TEXT SECTION:

^^^^

Disney, despite it's very blatant, racist history, is still a powerhouse in the creation of one's dreams "come true." A producer of endless years of happiness, Disney, has proven the test of time. With its various theme parks and endless animated and filmed productions, merchandise, YOU NAME IT, Disney has given the world an excuse to always be joyful. Yet, all this joy wouldn't be possible without the many people behind the scenes making it so. Imagineers, as many call them, are the core from which the happiness is cultivated and then radiated. And in light of Black History Month, I highlight, one of Disney's first BLACK animator: Floyd Norman.

Floyd Norman, like many an animator (Imagineer), started with a pure love for art. Long before his career at Disney began, Norman made any and every empty surface his canvas. It was from that point on in his young life, where Norman began to hone his craft. It is in a new documentary titled, An Animated Life, in which we also learn, that due to Norman's upbringing during the 40's and 50s, he was sheltered from a great deal of the racial tensions and segregation in that era. Because of this sheltering and upbringing, Norman never believed that he could not apply for a job as a Disney animator due the color of his skin. Even though many jobs were denied to many people of color in the film industry, Norman applied in the mid 1950's to become a Disney animator. And the rest was history.

^^^^

DATA LISTING:
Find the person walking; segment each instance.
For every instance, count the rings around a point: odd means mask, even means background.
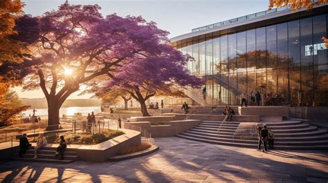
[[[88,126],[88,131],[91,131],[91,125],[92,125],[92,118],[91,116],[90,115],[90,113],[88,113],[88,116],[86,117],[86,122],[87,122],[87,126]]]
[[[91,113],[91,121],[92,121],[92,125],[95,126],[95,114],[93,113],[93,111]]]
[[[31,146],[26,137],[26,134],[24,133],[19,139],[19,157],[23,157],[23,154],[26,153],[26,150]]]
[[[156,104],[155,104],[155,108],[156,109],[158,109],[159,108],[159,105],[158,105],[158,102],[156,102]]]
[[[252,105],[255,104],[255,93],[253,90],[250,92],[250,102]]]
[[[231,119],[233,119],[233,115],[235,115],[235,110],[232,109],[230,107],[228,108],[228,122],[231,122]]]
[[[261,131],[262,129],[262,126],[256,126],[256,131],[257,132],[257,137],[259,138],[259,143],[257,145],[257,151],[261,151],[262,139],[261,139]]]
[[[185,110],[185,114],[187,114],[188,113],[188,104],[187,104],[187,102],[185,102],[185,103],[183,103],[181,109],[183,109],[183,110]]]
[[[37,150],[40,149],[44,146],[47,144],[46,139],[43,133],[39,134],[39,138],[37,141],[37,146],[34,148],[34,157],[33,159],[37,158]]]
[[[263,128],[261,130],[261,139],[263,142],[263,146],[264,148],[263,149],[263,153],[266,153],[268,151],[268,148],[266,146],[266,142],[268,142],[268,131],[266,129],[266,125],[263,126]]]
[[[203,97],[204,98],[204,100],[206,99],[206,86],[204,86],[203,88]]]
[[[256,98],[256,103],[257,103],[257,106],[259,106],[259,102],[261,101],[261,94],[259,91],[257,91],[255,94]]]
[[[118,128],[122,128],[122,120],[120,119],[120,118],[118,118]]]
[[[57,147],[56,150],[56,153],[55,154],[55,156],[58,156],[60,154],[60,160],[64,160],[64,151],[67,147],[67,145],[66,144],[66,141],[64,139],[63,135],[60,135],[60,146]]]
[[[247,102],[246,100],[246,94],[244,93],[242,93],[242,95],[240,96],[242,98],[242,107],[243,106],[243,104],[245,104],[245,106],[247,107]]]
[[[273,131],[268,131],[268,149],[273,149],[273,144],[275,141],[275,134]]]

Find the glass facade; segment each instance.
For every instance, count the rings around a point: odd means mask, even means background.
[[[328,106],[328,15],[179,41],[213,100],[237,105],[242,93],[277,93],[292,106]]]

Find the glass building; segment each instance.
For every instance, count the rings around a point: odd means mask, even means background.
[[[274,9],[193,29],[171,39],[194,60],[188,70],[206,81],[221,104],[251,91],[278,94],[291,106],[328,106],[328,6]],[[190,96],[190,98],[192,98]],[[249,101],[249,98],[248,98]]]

^^^^

WORK INSTRUCTIONS:
[A] In the text about Floyd Norman, what is the title of the new documentary it mentions?
[B] Repeat word for word the part of the Floyd Norman text starting with "Floyd Norman, like" and going on through "rest was history.".
The records aren't needed for this work.

EXERCISE SOLUTIONS:
[A] An Animated Life.

[B]
Floyd Norman, like many an animator (Imagineer), started with a pure love for art. Long before his career at Disney began, Norman made any and every empty surface his canvas. It was from that point on in his young life, where Norman began to hone his craft. It is in a new documentary titled, An Animated Life, in which we also learn, that due to Norman's upbringing during the 40's and 50s, he was sheltered from a great deal of the racial tensions and segregation in that era. Because of this sheltering and upbringing, Norman never believed that he could not apply for a job as a Disney animator due the color of his skin. Even though many jobs were denied to many people of color in the film industry, Norman applied in the mid 1950's to become a Disney animator. And the rest was history.